● **Selected text**
29 November 2015

'Such a light as we could not have imagined a moment before'

Re-reading Philip Fisher — Wonder is a horizon-effect of the known, the unknown and the unknowable — I was turning it over in contrast with a well-known passage from Walking by Henry David Thoreau:
My desire for knowledge is intermittent; but my desire to bathe my head in atmospheres unknown to my feet is perennial and constant. The highest that we can attain to is not Knowledge, but Sympathy with Intelligence...
Reading on, I came again to a passage which I hadn't thought about in a while:
We had a remarkable sunset one day last November. I was walking in a meadow the source of a small brook, when the sun at last, just before setting, after a cold grey day, reached a clear stratum in the horizon, and the softest brightest morning sun-light fell on the dry grass and on the stems of the trees in the opposite horizon, and on the leaves of the shrub-oaks on the hill-side, while our shadows stretched long over the meadow eastward, as if we were the only motes in its beams. It was such a light as we could not have imagined a moment before, and the air also was so warm and serene that nothing was wanting to make a paradise of that meadow. When we reflected that this was not a solitary phenomenon, never to happen again, but that it would happen forever and ever an infinite number of evenings, and cheer and reassure the latest child that walked there, it was more glorious still.

● **The request**
Transcribe the passage from the reflection on Thoreau's Walking, starting at "29 November 2015" and ending at "Sympathy with Intelligence...", without any alteration.

● **Provided material**

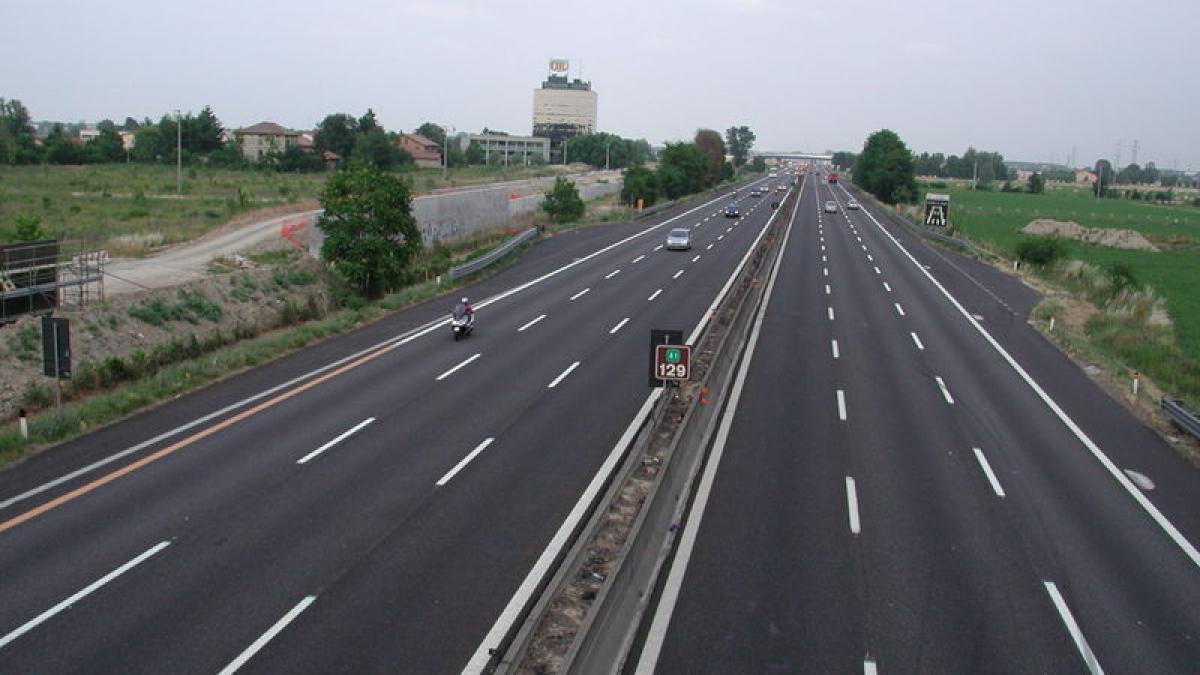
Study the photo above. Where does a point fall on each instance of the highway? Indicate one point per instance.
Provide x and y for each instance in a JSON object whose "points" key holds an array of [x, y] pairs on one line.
{"points": [[372, 503], [893, 491]]}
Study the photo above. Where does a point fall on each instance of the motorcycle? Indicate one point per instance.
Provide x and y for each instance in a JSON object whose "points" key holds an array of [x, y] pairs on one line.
{"points": [[461, 323]]}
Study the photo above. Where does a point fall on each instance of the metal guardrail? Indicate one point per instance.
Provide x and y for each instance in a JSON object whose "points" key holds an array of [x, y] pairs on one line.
{"points": [[495, 255], [1187, 419]]}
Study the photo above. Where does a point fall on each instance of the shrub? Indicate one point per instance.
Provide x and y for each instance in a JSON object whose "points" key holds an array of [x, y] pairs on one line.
{"points": [[1042, 251]]}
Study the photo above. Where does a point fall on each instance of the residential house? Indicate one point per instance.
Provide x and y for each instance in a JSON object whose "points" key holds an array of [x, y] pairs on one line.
{"points": [[425, 153], [264, 138]]}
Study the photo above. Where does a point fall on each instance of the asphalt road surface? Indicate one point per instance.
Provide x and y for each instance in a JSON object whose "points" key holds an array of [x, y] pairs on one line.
{"points": [[370, 505], [895, 496]]}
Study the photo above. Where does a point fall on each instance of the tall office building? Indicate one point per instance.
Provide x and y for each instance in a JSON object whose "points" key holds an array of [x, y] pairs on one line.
{"points": [[563, 107]]}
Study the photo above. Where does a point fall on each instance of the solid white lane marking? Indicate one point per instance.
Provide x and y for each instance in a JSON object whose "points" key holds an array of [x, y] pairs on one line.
{"points": [[268, 635], [87, 591], [455, 369], [657, 634], [1068, 620], [989, 473], [856, 526], [522, 329], [946, 392], [341, 437], [563, 375], [1121, 478], [465, 461]]}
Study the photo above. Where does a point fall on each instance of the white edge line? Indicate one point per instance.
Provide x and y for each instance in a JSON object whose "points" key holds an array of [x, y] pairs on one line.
{"points": [[673, 584], [78, 596], [991, 476], [1077, 634], [340, 437], [531, 323], [563, 375], [465, 461], [455, 369], [394, 341], [856, 525], [1121, 478], [267, 637]]}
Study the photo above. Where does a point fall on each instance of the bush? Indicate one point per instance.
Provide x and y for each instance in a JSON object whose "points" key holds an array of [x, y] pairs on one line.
{"points": [[1042, 251]]}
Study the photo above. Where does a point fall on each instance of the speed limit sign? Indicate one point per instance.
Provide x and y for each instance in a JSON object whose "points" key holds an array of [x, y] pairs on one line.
{"points": [[672, 362]]}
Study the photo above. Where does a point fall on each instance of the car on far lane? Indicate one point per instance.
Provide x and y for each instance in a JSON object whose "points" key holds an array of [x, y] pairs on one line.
{"points": [[679, 239]]}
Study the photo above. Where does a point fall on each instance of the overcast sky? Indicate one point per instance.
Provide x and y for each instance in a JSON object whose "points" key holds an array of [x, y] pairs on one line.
{"points": [[1030, 78]]}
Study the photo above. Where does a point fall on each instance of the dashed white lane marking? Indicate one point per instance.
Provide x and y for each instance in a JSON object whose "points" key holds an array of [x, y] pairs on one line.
{"points": [[455, 369], [87, 591], [989, 473], [268, 635], [340, 437], [946, 392], [563, 375], [852, 502], [465, 461], [1085, 651], [522, 329]]}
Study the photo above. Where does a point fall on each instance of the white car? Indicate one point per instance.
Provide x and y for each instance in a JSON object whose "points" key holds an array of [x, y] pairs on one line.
{"points": [[679, 239]]}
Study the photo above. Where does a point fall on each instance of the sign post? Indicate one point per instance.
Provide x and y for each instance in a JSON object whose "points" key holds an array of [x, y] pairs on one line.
{"points": [[57, 354]]}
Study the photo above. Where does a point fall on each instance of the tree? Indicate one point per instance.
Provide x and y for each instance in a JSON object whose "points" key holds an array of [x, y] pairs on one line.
{"points": [[739, 141], [563, 202], [682, 169], [370, 232], [844, 161], [640, 183], [885, 168], [1037, 184], [474, 154], [335, 133], [713, 147]]}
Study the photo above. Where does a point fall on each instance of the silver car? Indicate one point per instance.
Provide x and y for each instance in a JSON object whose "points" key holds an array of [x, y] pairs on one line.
{"points": [[679, 239]]}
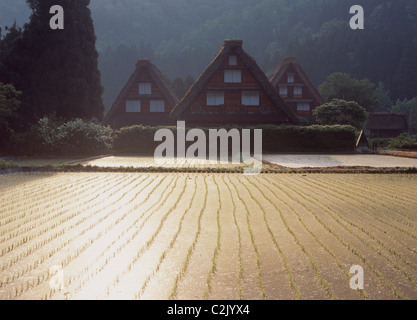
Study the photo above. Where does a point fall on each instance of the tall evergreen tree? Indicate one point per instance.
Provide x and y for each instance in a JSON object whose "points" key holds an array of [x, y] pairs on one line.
{"points": [[59, 68]]}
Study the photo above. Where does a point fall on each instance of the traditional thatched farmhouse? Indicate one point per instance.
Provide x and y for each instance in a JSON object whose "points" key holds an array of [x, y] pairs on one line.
{"points": [[146, 99], [233, 90], [296, 88], [387, 125]]}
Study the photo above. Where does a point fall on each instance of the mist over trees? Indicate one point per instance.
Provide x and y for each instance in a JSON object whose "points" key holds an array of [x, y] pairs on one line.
{"points": [[183, 36]]}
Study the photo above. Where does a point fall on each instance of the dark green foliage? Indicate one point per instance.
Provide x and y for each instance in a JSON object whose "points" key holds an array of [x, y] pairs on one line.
{"points": [[57, 70], [9, 104], [402, 142], [341, 112], [181, 86], [74, 137], [409, 107], [342, 86], [280, 139], [7, 164]]}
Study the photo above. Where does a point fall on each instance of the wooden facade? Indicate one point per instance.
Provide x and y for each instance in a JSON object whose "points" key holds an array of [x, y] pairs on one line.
{"points": [[233, 90], [296, 88], [146, 99]]}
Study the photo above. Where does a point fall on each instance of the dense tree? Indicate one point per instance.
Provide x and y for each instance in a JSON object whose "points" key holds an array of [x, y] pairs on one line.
{"points": [[409, 107], [384, 98], [183, 36], [342, 86], [9, 104], [341, 112], [58, 69]]}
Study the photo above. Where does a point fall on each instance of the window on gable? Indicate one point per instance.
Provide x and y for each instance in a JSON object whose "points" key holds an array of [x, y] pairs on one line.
{"points": [[133, 106], [145, 88], [250, 98], [283, 91], [232, 60], [298, 91], [302, 106], [157, 106], [233, 76], [215, 98]]}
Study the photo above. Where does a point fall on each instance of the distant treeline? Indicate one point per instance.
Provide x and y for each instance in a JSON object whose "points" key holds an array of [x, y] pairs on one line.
{"points": [[182, 37]]}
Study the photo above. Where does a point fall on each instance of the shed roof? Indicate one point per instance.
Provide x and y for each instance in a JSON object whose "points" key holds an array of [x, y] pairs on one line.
{"points": [[281, 69]]}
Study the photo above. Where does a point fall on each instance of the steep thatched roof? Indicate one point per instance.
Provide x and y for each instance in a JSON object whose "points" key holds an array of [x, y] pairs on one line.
{"points": [[281, 69], [233, 47], [156, 75]]}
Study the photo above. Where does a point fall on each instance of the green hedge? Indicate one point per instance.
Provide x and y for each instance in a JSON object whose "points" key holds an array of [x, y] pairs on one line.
{"points": [[276, 139]]}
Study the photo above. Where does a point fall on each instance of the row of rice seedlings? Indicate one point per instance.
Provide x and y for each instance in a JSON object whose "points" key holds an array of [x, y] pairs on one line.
{"points": [[151, 240], [105, 258], [92, 239], [306, 227], [39, 234], [55, 249], [41, 192], [395, 190], [171, 245], [366, 222], [239, 237], [252, 238], [369, 222], [325, 209], [135, 224], [326, 286], [34, 222], [48, 211], [404, 185], [25, 190], [369, 203], [386, 234], [109, 227], [384, 200], [217, 248]]}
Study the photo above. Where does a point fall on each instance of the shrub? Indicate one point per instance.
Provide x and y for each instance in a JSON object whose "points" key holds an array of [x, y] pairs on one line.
{"points": [[140, 139], [74, 137], [341, 112]]}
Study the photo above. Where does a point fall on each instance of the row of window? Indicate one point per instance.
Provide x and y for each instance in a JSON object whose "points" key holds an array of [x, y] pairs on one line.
{"points": [[249, 98], [283, 91], [136, 106]]}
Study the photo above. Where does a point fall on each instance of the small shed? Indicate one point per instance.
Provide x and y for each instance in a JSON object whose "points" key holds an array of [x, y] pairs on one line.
{"points": [[295, 88], [387, 125]]}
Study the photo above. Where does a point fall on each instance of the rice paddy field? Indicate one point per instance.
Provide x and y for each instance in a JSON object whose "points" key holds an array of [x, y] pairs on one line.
{"points": [[207, 236]]}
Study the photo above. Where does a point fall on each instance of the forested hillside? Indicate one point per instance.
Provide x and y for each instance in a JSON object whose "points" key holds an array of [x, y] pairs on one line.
{"points": [[183, 36]]}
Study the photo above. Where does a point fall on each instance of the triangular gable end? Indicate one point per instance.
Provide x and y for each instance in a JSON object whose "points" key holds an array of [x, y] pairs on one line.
{"points": [[161, 89], [230, 108], [295, 87]]}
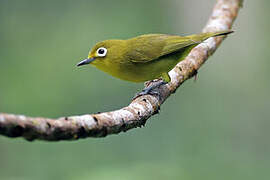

● **Worked answer**
29 November 2015

'Such a light as we could not have imagined a moment before'

Re-reading Philip Fisher — Wonder is a horizon-effect of the known, the unknown and the unknowable — I was turning it over in contrast with a well-known passage from Walking by Henry David Thoreau:
My desire for knowledge is intermittent; but my desire to bathe my head in atmospheres unknown to my feet is perennial and constant. The highest that we can attain to is not Knowledge, but Sympathy with Intelligence...